**課題 1:** 公務員の労働条件と天下りについての文章によると、2011年に東京電力顧問に天下ったのは誰ですか。
**課題 2:**
次の (a)〜(c) が公務員の労働条件と天下りについての文章の内容と合っているか、それぞれ「はい」か「いいえ」で答え、判断の根拠となる本文の言葉をそのまま引用してください。
(a) 第一次安倍内閣は2007年に国家公務員法を改めた。
(b) 2017年に組織的な天下りあっせんが発覚したのは国土交通省である。
(c) ILOは日本の公務労働者の労働基本権回復を一度だけ勧告した。
**課題 3:** 公務員の労働条件と天下りについての文章を、最後の文のあとから書き進めてください。

労働基本権を回復し、公務員の労働条件の向上をはかります

 安倍内閣は、公務員給与制度の「総合的見直し」と称して、地方部の手当を引下げて、都市部の地域手当などに配分する制度改悪をおこない、地域間給与格差の拡大をおしすすめました。地方においては、公務員給与に準拠した賃金を支給している事業所等が多いことから、「官民を通じて地域間格差が拡大することになりかねない」(全国知事会)ものであり、地方経済への深刻な打撃となります。

 公務員の賃下げは、公務員の生活を破壊するだけでなく、民間の賃下げと相まって、日本の労働条件全体を引き下げる一因ともなってきました。

 給与を引き下げ、労働条件を引き下げる「見直し」が、労働基本権制約の代償機関とされる人事院の勧告としてなされてきたことも重大です。ILOは、くりかえし日本の公務労働者の労働基本権回復の勧告を行っています。

 公務員の労働基本権を回復し、労働条件の向上をはかる労働政策への転換を求めます。

「天下り」の禁止、「天上り」のような官民癒着の規制強化を図ります

 2007年、第一次安倍内閣は、民間企業への天下りを原則禁止していた国家公務員法を改悪し、「あっせんによる天下り」でなければ、自由に民間企業に天下りすることを可能としました。

天下りを禁止し、厳格に実行する法改正が必要です

 この天下り自由化のもとで、2011年には、経産省・資源エネルギー庁長官が堂々と東京電力顧問に天下ったのです。東日本大震災での原発事故をうけた国民世論の厳しい批判によって顧問は辞職に追い込まれ、経済産業省は、幹部官僚の電力会社への天下り自粛を表明しましたが、その後も、原発輸出を狙う原発メーカーに元経産事務次官が天下っています。

 2011年に明らかになった国土交通省の組織ぐるみの天下りあっせんでは、同一ポストに何代も続けて天下りする「固定ポスト」や、複数の天下り先を渡り歩く「わたり」、さらに二つがいっせいに行われる「玉突き人事」という天下り構造が明らかになりました。

 2017年にも文部科学省で、抜け穴を使ったOBを介した組織的な天下りあっせんが発覚しました。

**提供資料:**
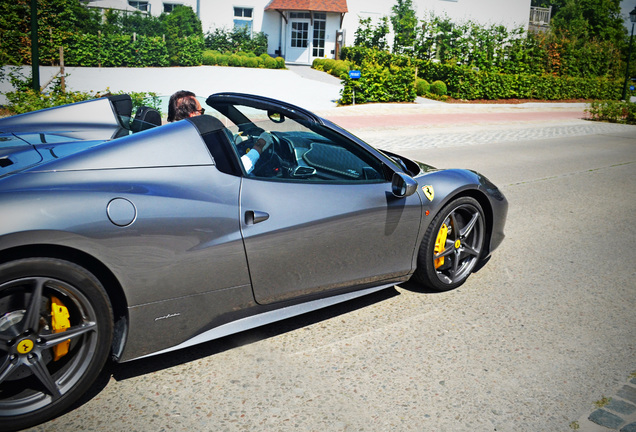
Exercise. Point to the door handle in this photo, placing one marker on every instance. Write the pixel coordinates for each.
(253, 217)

**解答欄 1:** 経産省・資源エネルギー庁長官です。

**解答欄 2:**
(a) はい。「2007年、第一次安倍内閣は、民間企業への天下りを原則禁止していた国家公務員法を改悪し」
(b) いいえ。「2017年にも文部科学省で、抜け穴を使ったOBを介した組織的な天下りあっせんが発覚しました。」
(c) いいえ。「ILOは、くりかえし日本の公務労働者の労働基本権回復の勧告を行っています。」

**解答欄 3:**
 天下り自由化の際に設置された「再就職等監視委員会」は、これらの天下りに対する監視の機能を果たしているとは、到底いえません。

 天下りを禁止し、厳格に実行する法改正が必要です。

 規制する再就職先は民間企業だけでなく公益法人・特殊法人に拡大し、離職後2年間は離職前5年間に在職していた国の機関と密接な関係にある営利企業などの職に就くことを禁止する「事前規制」を導入するなど、抜本強化します。さらに、OBを介した再就職あっせん行為も禁止します。

 同時に、定年まで働ける人事制度に改めます。

「天上がり」による官民癒着を防止する法規制が必要です

 第二次安倍政権以降、大企業などの民間企業出身者が、非常勤の国家公務員として内閣官房で勤務する事例が増加しています。

 例えば、医療分野の研究開発を政府一体で推進する「健康・医療戦略」の事務局である健康・医療戦略室では、52人中26人が塩野義製薬、第一三共、大日本住友製薬、田辺三菱製薬、中外製薬、タニタ、日立製作所など医薬品・医療機器メーカーの出身です。全員が非常勤ながら課長補佐・係長クラスの役職に就いています(2019年1月現在)。この中の日立製作所は、医療機器分野を注力事業と位置付けており、「健康・医療戦略」に関連する予算から日本医療研究開発機構(AMED)を通じて6億6430万円の補助金を受けています。官民癒着の疑念は払しょくできません。

 官民人事交流法は、「公務の公正性」を担保するため、出身元企業における「業務の従事」「給与の補てん」を禁止しています。ところが、これら民間企業出身者の給与は、非常勤のため年収換算で230万円程度です。政府は、出身元企業での勤務実態や給与補填は「把握していない」といいながら「雇用継続」があることを認めています。

 出身企業のヒモつきで非常勤職員として雇用されていることは重大です。

 特に多くの民間企業出身の非常勤職員がいる内閣官房は、政府の重点政策の企画・立案・総合調整を行っています。政府の重点政策の立案に、民間企業出身者が直接、深く関与することで、大企業・財界の利益を優先する仕組みがつくられているのです。

 国民全体の奉仕者としての公務の性格がゆがめ、財界奉仕の政治を推進する官民癒着を防止するため、「天上がり」を規制する法改正を求めます。

縮小廃止ありきの「改革」でなく、公共性・自主性を生かす独立行政法人改革を

 独立行政法人制度は、2001年の中央省庁再編時に導入され、宇宙航空開発機構などの研究機関や国民生活センターなどの公共機関が独立行政法人とされ、運用されてきました。この制度は、行政における企画立案部門と実施部門を分離し、実施部門に運営裁量を与えることで、政策実施機能の強化をうたったものですが、実際は、多様な公共的事業や業務を一つの枠組みの中に押し込み、事業の縮小や廃止の手段とされてきました。

 各独立行政法人には、整理統合や一方的な人件費削減目標などが押しつけられ、その役割の発揮どころか、事業や業務の遂行に支障すら生じている法人もあります。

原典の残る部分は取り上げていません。